▶ _WHAT YOU HAVE TO DO_
From the records below, copy out exactly the lines from the one containing "positive clicks: (43, 270)" to the one containing "box: [0, 9, 600, 138]", both included. Add nothing else.

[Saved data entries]

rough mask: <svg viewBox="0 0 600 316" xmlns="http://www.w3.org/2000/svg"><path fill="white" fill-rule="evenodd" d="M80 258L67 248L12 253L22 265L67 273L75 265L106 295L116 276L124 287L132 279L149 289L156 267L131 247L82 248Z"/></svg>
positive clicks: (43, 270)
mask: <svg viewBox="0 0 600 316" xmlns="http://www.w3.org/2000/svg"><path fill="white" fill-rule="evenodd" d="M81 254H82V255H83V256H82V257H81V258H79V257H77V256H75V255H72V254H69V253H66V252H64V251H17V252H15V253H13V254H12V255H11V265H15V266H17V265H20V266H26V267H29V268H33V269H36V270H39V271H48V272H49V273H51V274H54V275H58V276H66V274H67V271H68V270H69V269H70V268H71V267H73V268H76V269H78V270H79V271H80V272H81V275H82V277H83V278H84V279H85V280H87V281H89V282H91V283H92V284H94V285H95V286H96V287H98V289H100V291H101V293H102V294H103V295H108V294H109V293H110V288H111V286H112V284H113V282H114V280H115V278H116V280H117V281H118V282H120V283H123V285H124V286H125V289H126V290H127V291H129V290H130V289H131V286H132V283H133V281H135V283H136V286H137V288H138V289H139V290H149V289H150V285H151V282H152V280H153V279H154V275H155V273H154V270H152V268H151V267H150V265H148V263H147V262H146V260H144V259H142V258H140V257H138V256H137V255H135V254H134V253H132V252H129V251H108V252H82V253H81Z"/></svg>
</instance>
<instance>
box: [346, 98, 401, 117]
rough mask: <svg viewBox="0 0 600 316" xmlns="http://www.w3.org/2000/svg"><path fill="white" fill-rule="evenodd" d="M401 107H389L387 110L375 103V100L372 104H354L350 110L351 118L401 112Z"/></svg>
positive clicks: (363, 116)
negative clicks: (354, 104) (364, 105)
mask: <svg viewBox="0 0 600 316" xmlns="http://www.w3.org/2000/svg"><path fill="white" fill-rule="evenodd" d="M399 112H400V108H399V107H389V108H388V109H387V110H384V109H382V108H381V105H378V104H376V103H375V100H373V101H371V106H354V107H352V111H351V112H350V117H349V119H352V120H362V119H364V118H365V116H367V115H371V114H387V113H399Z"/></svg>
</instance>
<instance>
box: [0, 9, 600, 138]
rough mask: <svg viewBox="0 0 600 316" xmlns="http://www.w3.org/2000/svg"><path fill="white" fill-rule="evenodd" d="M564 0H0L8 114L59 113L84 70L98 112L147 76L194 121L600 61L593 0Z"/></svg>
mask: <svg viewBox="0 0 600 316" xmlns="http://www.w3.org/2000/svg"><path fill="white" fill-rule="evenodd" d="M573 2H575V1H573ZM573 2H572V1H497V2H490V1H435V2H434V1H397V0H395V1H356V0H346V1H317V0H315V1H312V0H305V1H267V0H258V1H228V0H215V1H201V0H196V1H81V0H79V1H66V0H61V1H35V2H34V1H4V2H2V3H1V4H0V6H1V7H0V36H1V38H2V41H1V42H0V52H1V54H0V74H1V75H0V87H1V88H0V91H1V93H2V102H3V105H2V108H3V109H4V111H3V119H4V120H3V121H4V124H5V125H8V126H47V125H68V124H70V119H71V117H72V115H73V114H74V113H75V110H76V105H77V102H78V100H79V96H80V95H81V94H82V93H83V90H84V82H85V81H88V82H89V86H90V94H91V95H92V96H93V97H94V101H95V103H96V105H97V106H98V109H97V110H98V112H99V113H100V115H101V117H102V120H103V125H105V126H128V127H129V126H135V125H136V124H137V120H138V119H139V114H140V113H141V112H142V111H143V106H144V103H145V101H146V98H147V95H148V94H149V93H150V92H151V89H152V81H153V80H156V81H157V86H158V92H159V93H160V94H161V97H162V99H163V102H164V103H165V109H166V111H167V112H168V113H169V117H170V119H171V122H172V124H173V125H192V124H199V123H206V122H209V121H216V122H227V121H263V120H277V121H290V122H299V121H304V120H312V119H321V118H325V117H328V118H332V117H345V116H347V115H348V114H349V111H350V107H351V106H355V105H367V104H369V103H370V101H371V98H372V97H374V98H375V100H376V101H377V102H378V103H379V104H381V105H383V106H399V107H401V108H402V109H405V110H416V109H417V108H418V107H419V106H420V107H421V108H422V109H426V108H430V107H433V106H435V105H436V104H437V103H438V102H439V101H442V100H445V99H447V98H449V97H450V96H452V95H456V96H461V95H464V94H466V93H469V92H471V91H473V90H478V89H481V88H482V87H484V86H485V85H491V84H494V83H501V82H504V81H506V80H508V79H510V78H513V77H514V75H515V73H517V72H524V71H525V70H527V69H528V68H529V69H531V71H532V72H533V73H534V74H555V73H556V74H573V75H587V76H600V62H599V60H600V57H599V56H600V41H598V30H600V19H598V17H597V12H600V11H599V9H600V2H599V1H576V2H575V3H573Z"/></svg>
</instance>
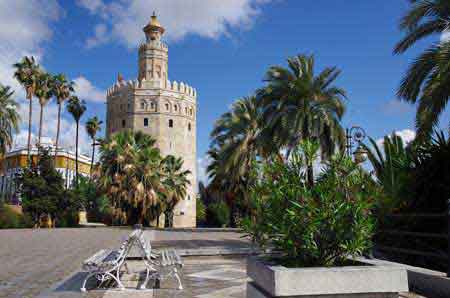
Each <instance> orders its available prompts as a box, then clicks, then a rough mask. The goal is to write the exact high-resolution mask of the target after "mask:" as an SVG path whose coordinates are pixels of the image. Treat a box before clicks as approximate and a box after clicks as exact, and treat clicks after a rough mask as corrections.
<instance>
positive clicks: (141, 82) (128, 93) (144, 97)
mask: <svg viewBox="0 0 450 298" xmlns="http://www.w3.org/2000/svg"><path fill="white" fill-rule="evenodd" d="M143 31H144V33H145V37H146V41H145V42H144V43H142V44H141V45H140V46H139V59H138V60H139V61H138V66H139V72H138V77H137V80H131V81H125V80H124V79H123V78H122V76H121V75H120V74H119V76H118V78H117V82H116V83H115V84H114V85H113V86H112V87H111V88H109V89H108V91H107V96H106V101H107V112H106V137H109V136H110V135H111V134H114V133H116V132H118V131H121V130H125V129H131V130H140V131H142V132H144V133H147V134H149V135H151V136H152V137H153V138H155V139H156V145H157V147H158V148H159V149H160V150H161V153H162V154H163V155H168V154H172V155H174V156H176V157H182V158H183V160H184V167H185V169H187V170H190V171H191V172H192V174H191V175H190V177H189V180H190V181H191V184H190V185H189V186H188V189H187V194H186V198H185V199H184V200H182V201H180V202H179V203H178V204H177V206H176V207H175V210H174V218H173V225H174V227H194V226H195V224H196V220H195V218H196V214H195V213H196V201H195V200H196V193H195V188H196V184H197V171H196V142H197V135H196V127H197V125H196V112H197V111H196V100H197V92H196V90H195V89H194V88H192V87H190V86H188V85H187V84H185V83H182V82H180V83H177V82H176V81H173V82H171V81H169V80H168V47H167V45H166V44H165V43H164V42H163V41H162V40H161V37H162V35H163V34H164V28H163V27H162V26H161V25H160V23H159V22H158V19H157V17H156V15H155V14H153V16H152V17H151V20H150V22H149V23H148V25H147V26H145V27H144V28H143Z"/></svg>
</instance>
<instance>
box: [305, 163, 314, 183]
mask: <svg viewBox="0 0 450 298" xmlns="http://www.w3.org/2000/svg"><path fill="white" fill-rule="evenodd" d="M306 175H307V179H308V186H309V187H313V186H314V170H313V166H312V164H311V163H310V162H308V167H307V174H306Z"/></svg>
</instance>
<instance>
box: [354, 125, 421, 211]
mask: <svg viewBox="0 0 450 298" xmlns="http://www.w3.org/2000/svg"><path fill="white" fill-rule="evenodd" d="M369 143H370V146H369V145H366V144H363V145H362V146H363V147H364V149H365V150H366V151H367V155H368V159H369V161H370V163H371V164H372V167H373V169H374V174H375V176H376V180H377V182H378V184H379V185H380V187H382V189H383V193H384V194H385V196H383V198H381V200H380V205H379V207H380V208H381V209H380V211H381V210H384V212H392V211H394V210H398V209H401V208H405V207H406V205H407V204H408V203H407V202H408V201H409V200H411V198H412V196H413V193H412V192H411V188H410V186H411V185H410V184H411V183H412V180H411V179H412V177H411V171H410V167H411V166H412V164H413V162H414V152H413V148H412V147H406V145H405V144H404V143H403V141H402V138H401V137H400V136H398V135H396V134H395V132H394V133H392V135H390V136H385V137H384V140H383V144H382V145H379V144H377V142H376V141H375V140H374V139H372V138H369Z"/></svg>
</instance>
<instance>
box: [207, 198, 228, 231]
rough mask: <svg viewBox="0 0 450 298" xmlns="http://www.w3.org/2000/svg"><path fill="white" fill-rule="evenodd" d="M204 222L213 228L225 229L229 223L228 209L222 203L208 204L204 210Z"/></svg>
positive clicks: (213, 203) (224, 204)
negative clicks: (210, 225)
mask: <svg viewBox="0 0 450 298" xmlns="http://www.w3.org/2000/svg"><path fill="white" fill-rule="evenodd" d="M206 221H207V223H208V224H209V225H211V226H213V227H226V226H227V225H228V224H229V222H230V208H229V207H228V205H227V204H226V203H225V202H223V201H219V202H215V203H212V204H210V205H209V206H208V207H207V209H206Z"/></svg>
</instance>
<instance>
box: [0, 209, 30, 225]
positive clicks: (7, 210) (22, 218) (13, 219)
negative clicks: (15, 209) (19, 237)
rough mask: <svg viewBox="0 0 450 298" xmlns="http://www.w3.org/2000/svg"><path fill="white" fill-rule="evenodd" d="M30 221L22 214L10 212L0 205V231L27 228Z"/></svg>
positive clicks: (14, 212) (26, 216) (14, 211)
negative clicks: (3, 229)
mask: <svg viewBox="0 0 450 298" xmlns="http://www.w3.org/2000/svg"><path fill="white" fill-rule="evenodd" d="M31 226H32V223H31V220H30V219H29V218H28V217H27V216H26V215H24V214H20V213H17V212H15V211H14V210H12V209H11V208H10V207H8V206H7V205H4V204H1V203H0V229H18V228H29V227H31Z"/></svg>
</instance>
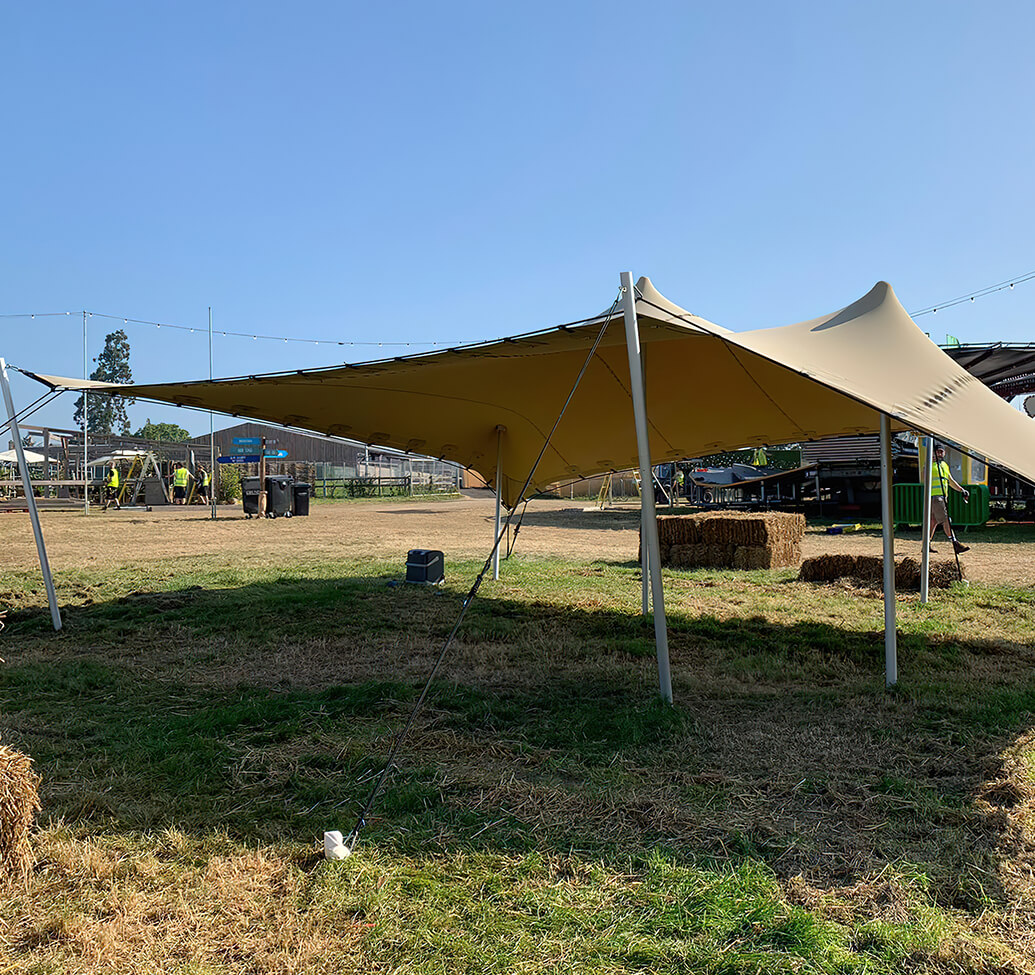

▶ _RESULT OF THIS TASK_
positive clicks: (43, 270)
mask: <svg viewBox="0 0 600 316" xmlns="http://www.w3.org/2000/svg"><path fill="white" fill-rule="evenodd" d="M81 254H82V255H83V256H82V257H81V258H79V257H77V256H75V255H72V254H69V253H66V252H64V251H17V252H15V253H13V254H12V255H11V265H15V266H17V265H20V266H26V267H29V268H33V269H36V270H39V271H48V272H49V273H51V274H54V275H58V276H66V274H67V271H68V270H69V269H70V268H71V267H73V268H76V269H78V270H79V271H80V272H81V275H82V277H83V278H84V279H85V280H87V281H89V282H91V283H92V284H94V285H95V286H96V287H98V289H100V291H101V293H102V294H103V295H108V294H109V293H110V288H111V286H112V284H113V282H114V280H115V278H116V280H117V281H118V282H120V283H123V285H124V286H125V289H126V290H127V291H129V290H130V289H131V286H132V283H133V281H135V283H136V286H137V288H138V289H139V290H149V289H150V285H151V282H152V280H153V279H154V275H155V273H154V270H152V268H151V267H150V265H148V263H147V262H146V260H144V259H142V258H140V257H138V256H137V255H135V254H134V253H132V252H129V251H108V252H82V253H81Z"/></svg>
</instance>
<instance>
box: [346, 98, 401, 117]
rough mask: <svg viewBox="0 0 600 316" xmlns="http://www.w3.org/2000/svg"><path fill="white" fill-rule="evenodd" d="M401 107H389L387 110L375 103V100L372 104H354L350 110L351 118L401 112Z"/></svg>
positive clicks: (363, 116)
negative clicks: (354, 104) (364, 105)
mask: <svg viewBox="0 0 600 316" xmlns="http://www.w3.org/2000/svg"><path fill="white" fill-rule="evenodd" d="M399 112H400V108H399V107H389V108H388V109H387V110H384V109H382V108H381V105H378V104H376V103H375V100H373V101H371V106H354V107H352V111H351V112H350V117H349V119H352V120H362V119H364V118H365V116H367V115H371V114H387V113H399Z"/></svg>
</instance>
<instance>
box: [0, 9, 600, 138]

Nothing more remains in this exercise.